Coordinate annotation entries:
● ● ● ●
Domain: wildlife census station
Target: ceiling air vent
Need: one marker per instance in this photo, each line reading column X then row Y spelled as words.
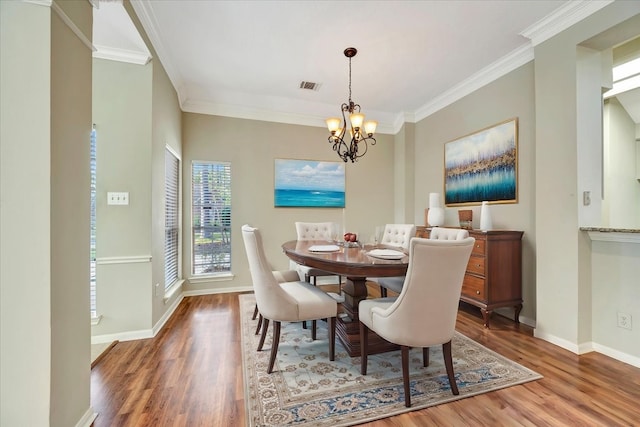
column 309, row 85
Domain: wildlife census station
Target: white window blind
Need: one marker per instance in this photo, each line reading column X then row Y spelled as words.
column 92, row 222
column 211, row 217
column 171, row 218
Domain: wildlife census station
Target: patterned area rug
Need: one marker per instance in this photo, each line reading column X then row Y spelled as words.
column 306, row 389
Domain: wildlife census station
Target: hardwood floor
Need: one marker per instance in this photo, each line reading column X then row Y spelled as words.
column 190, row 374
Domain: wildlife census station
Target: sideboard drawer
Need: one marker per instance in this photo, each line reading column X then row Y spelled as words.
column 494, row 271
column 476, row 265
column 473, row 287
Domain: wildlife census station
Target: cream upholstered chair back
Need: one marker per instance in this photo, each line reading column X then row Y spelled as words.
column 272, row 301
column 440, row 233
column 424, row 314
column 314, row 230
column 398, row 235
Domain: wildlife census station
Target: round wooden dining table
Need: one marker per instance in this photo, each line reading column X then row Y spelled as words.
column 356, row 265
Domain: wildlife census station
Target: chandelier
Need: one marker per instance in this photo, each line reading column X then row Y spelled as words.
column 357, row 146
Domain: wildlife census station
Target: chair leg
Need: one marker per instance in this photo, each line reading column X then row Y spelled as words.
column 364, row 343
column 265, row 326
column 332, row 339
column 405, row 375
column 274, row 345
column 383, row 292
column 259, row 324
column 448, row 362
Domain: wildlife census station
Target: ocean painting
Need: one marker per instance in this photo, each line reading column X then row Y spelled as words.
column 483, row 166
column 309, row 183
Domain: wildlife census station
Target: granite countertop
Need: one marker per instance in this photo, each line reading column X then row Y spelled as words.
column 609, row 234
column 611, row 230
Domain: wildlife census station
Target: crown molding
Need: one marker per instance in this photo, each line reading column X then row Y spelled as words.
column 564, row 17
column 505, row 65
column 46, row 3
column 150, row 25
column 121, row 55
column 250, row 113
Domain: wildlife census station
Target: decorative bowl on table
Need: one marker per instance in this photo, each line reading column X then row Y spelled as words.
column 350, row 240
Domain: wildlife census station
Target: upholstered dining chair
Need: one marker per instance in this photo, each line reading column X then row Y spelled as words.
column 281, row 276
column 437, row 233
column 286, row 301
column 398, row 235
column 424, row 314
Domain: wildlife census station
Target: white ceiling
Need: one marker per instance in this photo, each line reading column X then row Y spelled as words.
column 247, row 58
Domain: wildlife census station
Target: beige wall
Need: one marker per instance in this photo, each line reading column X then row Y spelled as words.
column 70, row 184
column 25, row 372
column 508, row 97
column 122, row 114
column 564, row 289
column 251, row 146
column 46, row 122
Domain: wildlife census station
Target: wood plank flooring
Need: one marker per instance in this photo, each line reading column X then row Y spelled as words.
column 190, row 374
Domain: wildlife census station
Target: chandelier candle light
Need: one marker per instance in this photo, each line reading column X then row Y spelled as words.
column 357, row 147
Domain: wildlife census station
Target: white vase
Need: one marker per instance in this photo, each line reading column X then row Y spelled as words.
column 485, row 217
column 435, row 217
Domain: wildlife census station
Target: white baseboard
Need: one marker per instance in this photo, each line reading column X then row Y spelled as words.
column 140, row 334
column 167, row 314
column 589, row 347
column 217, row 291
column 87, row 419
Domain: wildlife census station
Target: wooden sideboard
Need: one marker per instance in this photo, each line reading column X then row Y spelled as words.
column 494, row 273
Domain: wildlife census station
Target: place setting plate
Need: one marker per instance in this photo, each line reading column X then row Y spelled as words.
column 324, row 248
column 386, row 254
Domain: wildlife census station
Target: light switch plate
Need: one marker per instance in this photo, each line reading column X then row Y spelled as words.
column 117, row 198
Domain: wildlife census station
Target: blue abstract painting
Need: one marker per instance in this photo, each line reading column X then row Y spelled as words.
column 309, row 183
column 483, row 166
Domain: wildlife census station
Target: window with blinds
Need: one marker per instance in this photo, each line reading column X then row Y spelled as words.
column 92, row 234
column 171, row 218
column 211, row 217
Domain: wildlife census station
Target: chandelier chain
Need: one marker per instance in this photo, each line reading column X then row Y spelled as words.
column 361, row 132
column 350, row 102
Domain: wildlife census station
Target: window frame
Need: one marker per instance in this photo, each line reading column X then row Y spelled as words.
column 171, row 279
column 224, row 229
● ● ● ●
### [Given task]
Count the lines of the records that contain the string "window" and give only the number.

### [Result of this exercise]
3